(Dataset excerpts on object pointing)
┏━━
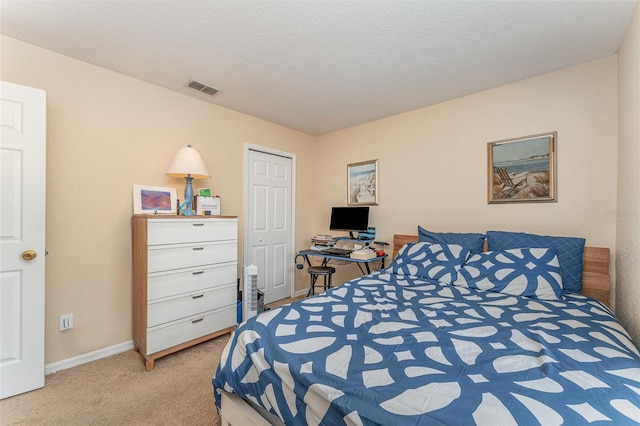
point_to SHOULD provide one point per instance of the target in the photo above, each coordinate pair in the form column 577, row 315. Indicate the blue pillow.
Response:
column 433, row 261
column 529, row 272
column 471, row 240
column 569, row 250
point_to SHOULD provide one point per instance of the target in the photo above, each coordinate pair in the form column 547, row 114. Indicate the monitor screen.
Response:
column 349, row 219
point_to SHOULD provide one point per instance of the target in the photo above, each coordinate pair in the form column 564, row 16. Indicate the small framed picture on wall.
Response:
column 523, row 169
column 362, row 183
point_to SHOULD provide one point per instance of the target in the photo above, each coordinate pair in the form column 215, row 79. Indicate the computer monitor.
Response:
column 351, row 219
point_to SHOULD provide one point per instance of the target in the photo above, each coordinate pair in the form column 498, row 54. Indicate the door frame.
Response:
column 246, row 229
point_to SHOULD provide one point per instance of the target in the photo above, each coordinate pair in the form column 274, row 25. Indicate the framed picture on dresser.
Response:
column 154, row 200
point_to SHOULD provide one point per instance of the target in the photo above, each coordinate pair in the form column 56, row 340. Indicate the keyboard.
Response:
column 337, row 251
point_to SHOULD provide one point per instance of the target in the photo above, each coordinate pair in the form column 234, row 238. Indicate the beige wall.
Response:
column 106, row 132
column 628, row 210
column 433, row 161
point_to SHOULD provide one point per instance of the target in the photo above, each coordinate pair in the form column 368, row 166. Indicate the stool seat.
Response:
column 317, row 271
column 321, row 270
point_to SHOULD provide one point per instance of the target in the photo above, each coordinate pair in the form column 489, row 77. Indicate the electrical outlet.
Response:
column 66, row 322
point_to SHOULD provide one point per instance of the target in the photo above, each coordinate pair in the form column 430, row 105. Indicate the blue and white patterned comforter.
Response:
column 394, row 350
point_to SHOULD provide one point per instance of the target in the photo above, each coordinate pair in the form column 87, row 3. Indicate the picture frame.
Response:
column 362, row 183
column 157, row 200
column 523, row 170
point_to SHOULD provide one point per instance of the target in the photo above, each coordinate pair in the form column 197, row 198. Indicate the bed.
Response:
column 440, row 344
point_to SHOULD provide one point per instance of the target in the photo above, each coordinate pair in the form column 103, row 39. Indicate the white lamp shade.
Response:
column 188, row 162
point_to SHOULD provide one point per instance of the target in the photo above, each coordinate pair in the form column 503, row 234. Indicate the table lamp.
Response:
column 188, row 164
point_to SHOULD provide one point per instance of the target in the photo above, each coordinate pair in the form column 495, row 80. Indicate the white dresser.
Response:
column 184, row 281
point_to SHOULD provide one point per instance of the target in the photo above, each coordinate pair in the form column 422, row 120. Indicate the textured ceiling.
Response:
column 322, row 65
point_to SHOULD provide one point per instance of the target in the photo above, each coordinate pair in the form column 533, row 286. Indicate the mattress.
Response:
column 395, row 349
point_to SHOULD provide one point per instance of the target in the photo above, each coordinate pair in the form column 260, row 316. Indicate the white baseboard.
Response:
column 88, row 357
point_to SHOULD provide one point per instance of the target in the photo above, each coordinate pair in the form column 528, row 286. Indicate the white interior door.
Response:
column 22, row 231
column 269, row 222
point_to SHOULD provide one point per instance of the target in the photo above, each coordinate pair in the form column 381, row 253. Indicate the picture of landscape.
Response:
column 522, row 169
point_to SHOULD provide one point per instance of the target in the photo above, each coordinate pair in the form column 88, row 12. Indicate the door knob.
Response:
column 29, row 254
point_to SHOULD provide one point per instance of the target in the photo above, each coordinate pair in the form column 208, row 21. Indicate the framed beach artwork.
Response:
column 523, row 169
column 362, row 183
column 154, row 200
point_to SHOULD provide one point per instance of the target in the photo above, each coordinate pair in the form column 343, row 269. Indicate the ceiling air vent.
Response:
column 200, row 87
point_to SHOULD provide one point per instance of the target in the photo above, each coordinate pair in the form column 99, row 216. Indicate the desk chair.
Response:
column 317, row 271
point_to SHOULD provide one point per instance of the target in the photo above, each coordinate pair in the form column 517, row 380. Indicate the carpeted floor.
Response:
column 118, row 391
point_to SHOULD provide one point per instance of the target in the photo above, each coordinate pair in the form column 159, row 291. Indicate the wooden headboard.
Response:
column 596, row 282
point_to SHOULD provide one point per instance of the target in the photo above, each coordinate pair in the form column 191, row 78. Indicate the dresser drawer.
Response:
column 167, row 310
column 171, row 334
column 180, row 256
column 167, row 284
column 176, row 231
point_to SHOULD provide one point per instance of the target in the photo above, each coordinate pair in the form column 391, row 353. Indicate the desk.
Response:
column 327, row 257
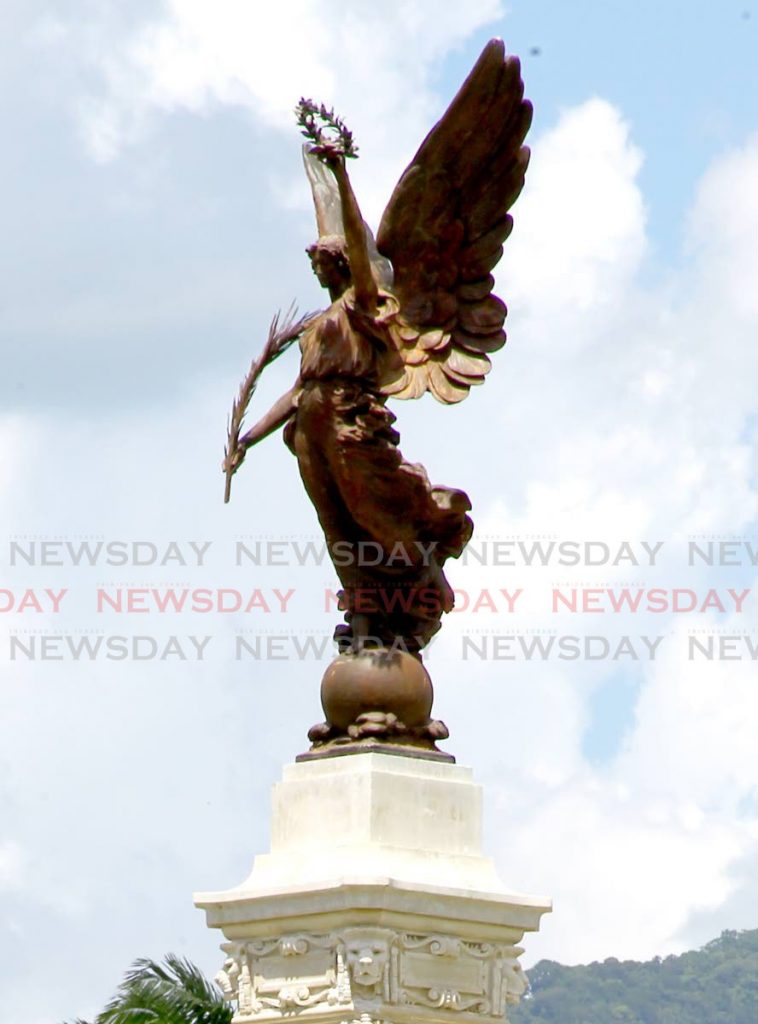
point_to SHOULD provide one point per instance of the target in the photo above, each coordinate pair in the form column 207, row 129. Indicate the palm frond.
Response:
column 172, row 992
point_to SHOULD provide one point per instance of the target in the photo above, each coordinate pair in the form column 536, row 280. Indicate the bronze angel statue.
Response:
column 412, row 311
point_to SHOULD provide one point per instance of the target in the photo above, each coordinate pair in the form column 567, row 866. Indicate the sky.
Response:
column 155, row 214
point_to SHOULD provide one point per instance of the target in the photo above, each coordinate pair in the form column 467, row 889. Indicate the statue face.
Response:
column 330, row 266
column 367, row 957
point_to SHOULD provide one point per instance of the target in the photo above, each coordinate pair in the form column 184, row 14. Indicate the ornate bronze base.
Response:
column 377, row 699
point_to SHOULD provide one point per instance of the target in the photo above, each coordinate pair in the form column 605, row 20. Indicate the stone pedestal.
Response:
column 375, row 903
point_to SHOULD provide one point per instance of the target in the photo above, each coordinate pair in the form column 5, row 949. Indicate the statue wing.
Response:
column 444, row 230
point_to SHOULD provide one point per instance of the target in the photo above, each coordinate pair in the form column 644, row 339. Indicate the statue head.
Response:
column 330, row 263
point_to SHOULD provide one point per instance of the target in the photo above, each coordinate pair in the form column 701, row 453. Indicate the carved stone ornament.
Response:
column 365, row 975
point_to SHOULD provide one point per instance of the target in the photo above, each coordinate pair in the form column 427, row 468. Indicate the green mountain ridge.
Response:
column 717, row 984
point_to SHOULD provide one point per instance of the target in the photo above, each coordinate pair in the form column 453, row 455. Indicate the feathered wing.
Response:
column 444, row 230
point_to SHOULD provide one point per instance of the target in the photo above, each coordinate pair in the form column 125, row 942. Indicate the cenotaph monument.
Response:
column 375, row 902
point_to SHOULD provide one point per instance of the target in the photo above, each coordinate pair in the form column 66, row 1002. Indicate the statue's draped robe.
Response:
column 362, row 487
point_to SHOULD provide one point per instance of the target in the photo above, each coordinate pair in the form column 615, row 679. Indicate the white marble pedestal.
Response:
column 375, row 903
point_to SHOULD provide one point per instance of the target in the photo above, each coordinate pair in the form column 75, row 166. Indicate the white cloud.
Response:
column 373, row 62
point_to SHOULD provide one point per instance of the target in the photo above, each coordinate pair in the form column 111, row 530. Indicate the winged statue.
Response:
column 412, row 311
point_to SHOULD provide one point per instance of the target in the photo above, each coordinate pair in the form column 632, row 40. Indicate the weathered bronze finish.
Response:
column 412, row 312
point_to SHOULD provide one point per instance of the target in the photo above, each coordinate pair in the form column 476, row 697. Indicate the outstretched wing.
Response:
column 444, row 230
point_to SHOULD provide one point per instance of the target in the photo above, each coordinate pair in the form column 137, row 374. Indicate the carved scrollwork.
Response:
column 367, row 971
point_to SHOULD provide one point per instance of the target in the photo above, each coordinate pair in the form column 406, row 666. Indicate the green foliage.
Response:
column 172, row 992
column 715, row 985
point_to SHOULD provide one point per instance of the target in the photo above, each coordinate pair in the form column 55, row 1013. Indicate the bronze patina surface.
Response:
column 411, row 312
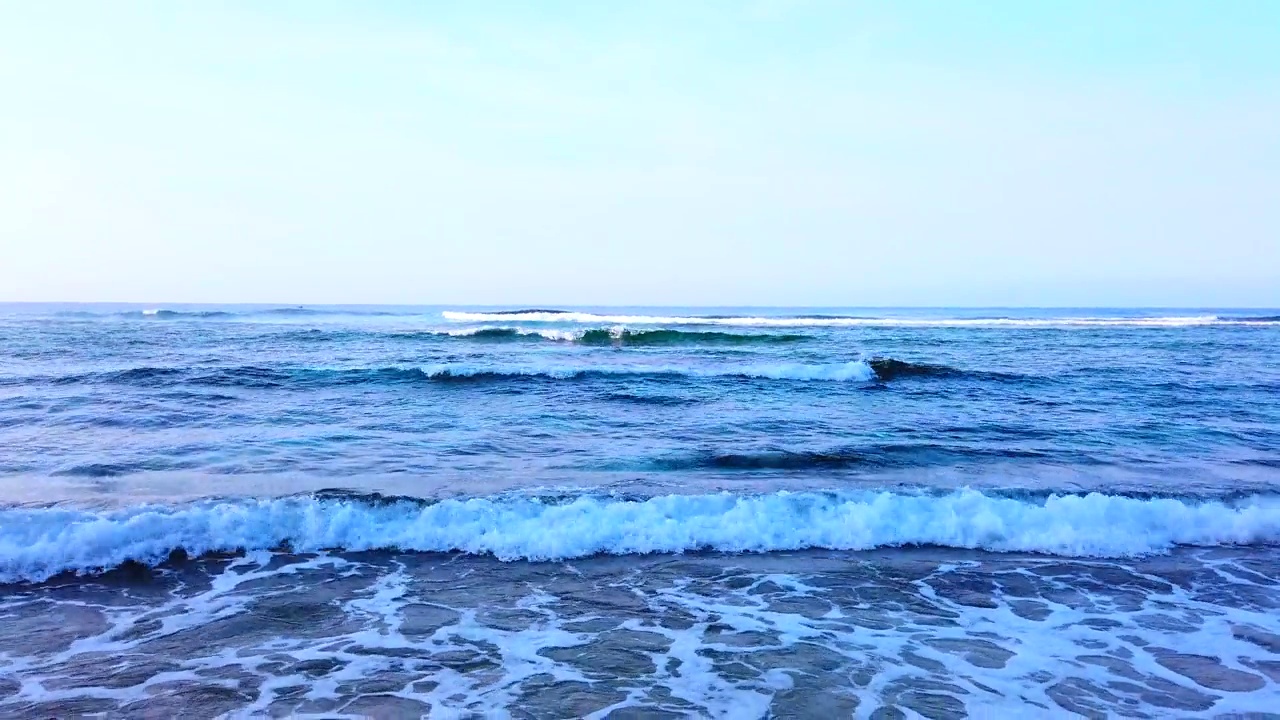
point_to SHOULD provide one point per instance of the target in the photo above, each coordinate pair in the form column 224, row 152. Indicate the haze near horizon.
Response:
column 771, row 153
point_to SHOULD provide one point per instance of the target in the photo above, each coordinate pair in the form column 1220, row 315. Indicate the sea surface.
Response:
column 639, row 513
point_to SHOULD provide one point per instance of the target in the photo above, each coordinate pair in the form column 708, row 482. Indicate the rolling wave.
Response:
column 624, row 337
column 891, row 455
column 880, row 369
column 39, row 543
column 850, row 320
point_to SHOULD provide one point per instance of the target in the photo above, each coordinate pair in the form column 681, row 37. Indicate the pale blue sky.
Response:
column 763, row 153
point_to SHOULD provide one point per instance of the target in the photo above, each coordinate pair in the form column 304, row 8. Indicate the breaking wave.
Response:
column 851, row 320
column 39, row 543
column 263, row 377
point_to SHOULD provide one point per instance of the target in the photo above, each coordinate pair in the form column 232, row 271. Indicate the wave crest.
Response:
column 36, row 545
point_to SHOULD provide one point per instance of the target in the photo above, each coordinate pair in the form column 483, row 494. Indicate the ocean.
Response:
column 639, row 513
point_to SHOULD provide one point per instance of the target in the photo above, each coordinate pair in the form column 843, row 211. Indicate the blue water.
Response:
column 101, row 404
column 888, row 505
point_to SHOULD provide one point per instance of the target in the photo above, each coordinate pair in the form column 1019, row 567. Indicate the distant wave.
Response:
column 849, row 320
column 39, row 543
column 165, row 314
column 1253, row 319
column 170, row 314
column 890, row 455
column 251, row 376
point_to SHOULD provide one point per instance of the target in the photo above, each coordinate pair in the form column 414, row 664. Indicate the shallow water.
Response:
column 639, row 513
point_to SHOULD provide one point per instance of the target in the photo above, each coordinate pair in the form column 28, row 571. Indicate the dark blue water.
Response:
column 159, row 434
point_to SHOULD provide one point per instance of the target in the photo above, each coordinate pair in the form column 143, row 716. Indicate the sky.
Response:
column 662, row 153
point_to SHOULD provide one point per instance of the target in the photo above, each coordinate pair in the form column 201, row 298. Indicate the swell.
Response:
column 268, row 377
column 664, row 337
column 890, row 455
column 39, row 543
column 858, row 320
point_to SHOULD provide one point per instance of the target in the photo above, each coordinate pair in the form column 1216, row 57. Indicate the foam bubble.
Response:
column 39, row 543
column 1138, row 322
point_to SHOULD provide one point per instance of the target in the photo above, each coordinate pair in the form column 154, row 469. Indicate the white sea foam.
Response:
column 856, row 370
column 563, row 336
column 576, row 318
column 36, row 543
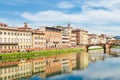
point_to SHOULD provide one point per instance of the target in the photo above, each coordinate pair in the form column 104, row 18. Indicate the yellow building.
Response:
column 38, row 39
column 15, row 39
column 38, row 65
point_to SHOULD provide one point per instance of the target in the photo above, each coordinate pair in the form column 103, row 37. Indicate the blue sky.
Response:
column 96, row 16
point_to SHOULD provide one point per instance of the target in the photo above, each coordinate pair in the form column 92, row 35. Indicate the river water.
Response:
column 94, row 65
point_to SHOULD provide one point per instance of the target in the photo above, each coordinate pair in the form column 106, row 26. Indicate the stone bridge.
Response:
column 106, row 46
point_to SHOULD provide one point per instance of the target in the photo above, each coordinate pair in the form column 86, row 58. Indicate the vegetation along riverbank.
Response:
column 30, row 55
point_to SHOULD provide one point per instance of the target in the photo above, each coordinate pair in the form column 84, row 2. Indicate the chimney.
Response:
column 68, row 24
column 25, row 24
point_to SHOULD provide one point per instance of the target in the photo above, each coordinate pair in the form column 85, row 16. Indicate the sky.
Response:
column 95, row 16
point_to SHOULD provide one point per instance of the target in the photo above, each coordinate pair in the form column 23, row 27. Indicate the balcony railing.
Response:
column 9, row 43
┗━━
_EXERCISE_
Copy the rows without any changes, starting at the line containing "the shallow water." and ending after the line containing "column 36, row 543".

_REPLY TO THE TASK_
point_to SHOULD provide one point per instance of the target in the photo above, each coordinate pair in the form column 414, row 664. Indicate the shallow water.
Response:
column 639, row 513
point_to SHOULD provide one point per instance of the target in the photo above, each coordinate pair in the form column 28, row 571. Indicate the dark blue water.
Response:
column 159, row 434
point_to SHOULD provide one point per instance of the target in the photo above, each coordinate pair in the form column 143, row 716. Indicate the sky.
Response:
column 662, row 153
point_to SHOULD provide one point per instance of the target in the photo above, each coordinate pair in the form column 201, row 298. Indicate the swell.
Response:
column 268, row 377
column 664, row 337
column 890, row 455
column 39, row 543
column 858, row 320
point_to SHOULD provide one point per instance of the target in the photo above, each coordinate pair in the form column 1216, row 57. Indicate the foam bubble.
Response:
column 39, row 543
column 1138, row 322
point_to SHOULD provide one point per instance of the target in the photo above, each coordinate pair in the form column 154, row 469. Indicate the white sea foam.
Response:
column 856, row 370
column 563, row 336
column 576, row 318
column 36, row 543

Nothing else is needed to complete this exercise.